[WHAT TO WORK ON]:
Which lines run from the one containing "ceiling fan light" to the end of the entries? Quote them exactly, and nothing else.

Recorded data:
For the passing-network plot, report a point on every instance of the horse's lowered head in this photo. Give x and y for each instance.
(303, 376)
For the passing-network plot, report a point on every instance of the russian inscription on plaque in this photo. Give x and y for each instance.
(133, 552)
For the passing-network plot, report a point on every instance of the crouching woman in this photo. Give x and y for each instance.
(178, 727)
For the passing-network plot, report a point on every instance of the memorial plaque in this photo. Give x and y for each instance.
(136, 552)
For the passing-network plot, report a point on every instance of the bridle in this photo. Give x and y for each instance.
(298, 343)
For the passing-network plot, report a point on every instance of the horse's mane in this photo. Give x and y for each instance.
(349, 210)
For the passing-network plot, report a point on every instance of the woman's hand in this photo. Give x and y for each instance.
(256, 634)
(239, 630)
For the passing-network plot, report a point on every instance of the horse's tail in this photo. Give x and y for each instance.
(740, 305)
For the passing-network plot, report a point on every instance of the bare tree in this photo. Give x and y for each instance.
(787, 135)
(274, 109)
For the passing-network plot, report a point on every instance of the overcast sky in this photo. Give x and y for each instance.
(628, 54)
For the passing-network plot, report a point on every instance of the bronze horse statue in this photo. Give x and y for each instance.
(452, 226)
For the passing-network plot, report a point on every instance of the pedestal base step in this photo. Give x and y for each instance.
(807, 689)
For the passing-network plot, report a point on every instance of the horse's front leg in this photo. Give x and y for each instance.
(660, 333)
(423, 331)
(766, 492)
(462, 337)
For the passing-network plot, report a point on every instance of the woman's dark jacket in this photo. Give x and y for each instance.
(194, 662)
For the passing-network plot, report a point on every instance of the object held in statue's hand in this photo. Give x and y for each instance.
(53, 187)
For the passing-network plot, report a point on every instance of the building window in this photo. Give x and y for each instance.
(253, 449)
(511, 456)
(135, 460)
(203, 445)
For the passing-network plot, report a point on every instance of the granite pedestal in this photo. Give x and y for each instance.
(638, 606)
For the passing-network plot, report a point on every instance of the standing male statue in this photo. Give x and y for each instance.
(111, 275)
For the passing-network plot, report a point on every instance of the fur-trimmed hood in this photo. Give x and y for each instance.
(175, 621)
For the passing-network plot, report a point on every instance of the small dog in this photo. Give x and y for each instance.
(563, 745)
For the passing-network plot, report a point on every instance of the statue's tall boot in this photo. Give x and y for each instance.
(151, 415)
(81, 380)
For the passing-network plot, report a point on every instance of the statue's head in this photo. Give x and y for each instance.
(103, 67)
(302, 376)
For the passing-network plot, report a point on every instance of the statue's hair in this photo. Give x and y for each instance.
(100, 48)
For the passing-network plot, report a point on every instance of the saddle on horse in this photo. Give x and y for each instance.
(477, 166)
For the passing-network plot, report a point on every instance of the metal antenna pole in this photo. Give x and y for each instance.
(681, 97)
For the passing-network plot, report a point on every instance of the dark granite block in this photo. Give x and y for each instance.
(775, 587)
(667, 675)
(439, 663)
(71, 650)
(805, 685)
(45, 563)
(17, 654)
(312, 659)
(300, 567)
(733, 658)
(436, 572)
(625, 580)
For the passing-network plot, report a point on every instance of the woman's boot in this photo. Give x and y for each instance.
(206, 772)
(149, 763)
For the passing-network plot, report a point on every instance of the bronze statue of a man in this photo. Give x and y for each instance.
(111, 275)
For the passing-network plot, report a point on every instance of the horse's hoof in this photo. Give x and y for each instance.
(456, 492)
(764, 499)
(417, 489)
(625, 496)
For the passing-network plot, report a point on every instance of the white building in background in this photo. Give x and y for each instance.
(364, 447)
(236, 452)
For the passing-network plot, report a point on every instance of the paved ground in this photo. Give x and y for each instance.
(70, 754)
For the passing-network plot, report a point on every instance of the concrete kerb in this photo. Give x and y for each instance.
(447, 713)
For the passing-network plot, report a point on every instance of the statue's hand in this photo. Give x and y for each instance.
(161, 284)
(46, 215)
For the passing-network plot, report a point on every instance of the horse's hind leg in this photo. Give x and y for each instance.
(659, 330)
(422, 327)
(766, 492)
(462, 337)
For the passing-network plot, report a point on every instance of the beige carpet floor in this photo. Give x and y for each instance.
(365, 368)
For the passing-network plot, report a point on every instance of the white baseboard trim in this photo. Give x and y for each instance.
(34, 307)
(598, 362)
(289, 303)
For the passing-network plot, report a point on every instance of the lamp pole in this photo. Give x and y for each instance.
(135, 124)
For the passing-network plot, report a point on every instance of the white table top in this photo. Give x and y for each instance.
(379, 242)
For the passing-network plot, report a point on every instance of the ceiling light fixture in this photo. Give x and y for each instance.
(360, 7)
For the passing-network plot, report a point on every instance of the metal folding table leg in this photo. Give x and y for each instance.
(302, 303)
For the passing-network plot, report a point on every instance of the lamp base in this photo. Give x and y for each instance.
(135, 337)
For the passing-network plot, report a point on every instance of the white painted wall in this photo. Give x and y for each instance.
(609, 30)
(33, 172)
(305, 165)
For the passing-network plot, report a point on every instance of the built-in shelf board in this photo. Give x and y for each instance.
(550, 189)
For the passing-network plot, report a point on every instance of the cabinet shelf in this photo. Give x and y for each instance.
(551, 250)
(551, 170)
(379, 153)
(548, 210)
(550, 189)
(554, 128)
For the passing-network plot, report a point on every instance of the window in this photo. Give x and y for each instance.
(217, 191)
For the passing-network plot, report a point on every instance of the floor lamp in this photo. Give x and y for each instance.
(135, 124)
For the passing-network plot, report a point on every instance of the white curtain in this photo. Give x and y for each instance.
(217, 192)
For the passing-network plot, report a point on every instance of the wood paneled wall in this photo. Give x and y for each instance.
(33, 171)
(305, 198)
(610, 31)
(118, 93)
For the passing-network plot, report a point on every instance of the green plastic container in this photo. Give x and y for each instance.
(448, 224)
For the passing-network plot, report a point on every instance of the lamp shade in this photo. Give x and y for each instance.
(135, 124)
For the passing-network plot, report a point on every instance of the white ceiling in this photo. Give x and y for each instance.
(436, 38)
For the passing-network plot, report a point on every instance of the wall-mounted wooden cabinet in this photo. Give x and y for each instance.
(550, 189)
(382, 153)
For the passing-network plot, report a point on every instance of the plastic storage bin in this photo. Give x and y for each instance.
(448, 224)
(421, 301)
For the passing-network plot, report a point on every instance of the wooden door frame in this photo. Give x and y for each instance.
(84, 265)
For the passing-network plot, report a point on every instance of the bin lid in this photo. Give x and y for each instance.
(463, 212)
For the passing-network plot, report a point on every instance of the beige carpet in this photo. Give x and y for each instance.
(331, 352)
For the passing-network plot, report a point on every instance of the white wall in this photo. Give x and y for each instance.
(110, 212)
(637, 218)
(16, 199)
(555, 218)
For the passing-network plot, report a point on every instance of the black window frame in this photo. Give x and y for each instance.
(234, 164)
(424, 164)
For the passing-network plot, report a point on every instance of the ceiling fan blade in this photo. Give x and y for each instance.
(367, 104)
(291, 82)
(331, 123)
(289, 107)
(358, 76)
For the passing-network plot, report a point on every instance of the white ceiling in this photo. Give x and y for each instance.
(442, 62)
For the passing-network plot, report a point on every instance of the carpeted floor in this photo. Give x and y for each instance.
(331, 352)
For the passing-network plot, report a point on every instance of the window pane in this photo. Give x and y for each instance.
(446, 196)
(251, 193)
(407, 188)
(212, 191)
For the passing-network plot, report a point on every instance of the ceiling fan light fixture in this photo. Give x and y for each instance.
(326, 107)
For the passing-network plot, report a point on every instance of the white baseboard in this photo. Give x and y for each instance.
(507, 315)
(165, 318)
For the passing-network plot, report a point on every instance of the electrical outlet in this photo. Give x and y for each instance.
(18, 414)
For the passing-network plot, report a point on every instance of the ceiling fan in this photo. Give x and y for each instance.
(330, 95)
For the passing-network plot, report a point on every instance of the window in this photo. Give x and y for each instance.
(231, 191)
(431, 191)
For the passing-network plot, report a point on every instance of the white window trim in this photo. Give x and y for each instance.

[EXPECTED OUTPUT]:
For the passing-network plot, report a point on every instance of the ceiling fan light fixture in this photo. Give x and y for each instance.
(326, 107)
For the passing-network plot, report a point on every instance of the white baseboard in this photo. Give x and y for each instance.
(507, 315)
(165, 318)
For the passing-network plot, report a point on every instance of the electrical outlet in this photo. Give x and y for each instance.
(18, 414)
For the passing-network plot, report a point on every instance of the ceiling fan in this photo. Give x and y for each instance.
(330, 95)
For the passing-network plot, report a point on every instance of the window in this photo. Give x and y for each instance.
(231, 191)
(431, 191)
For the passing-network plot, report a point on every instance of the white window trim in this photo. Give x and y for each instance.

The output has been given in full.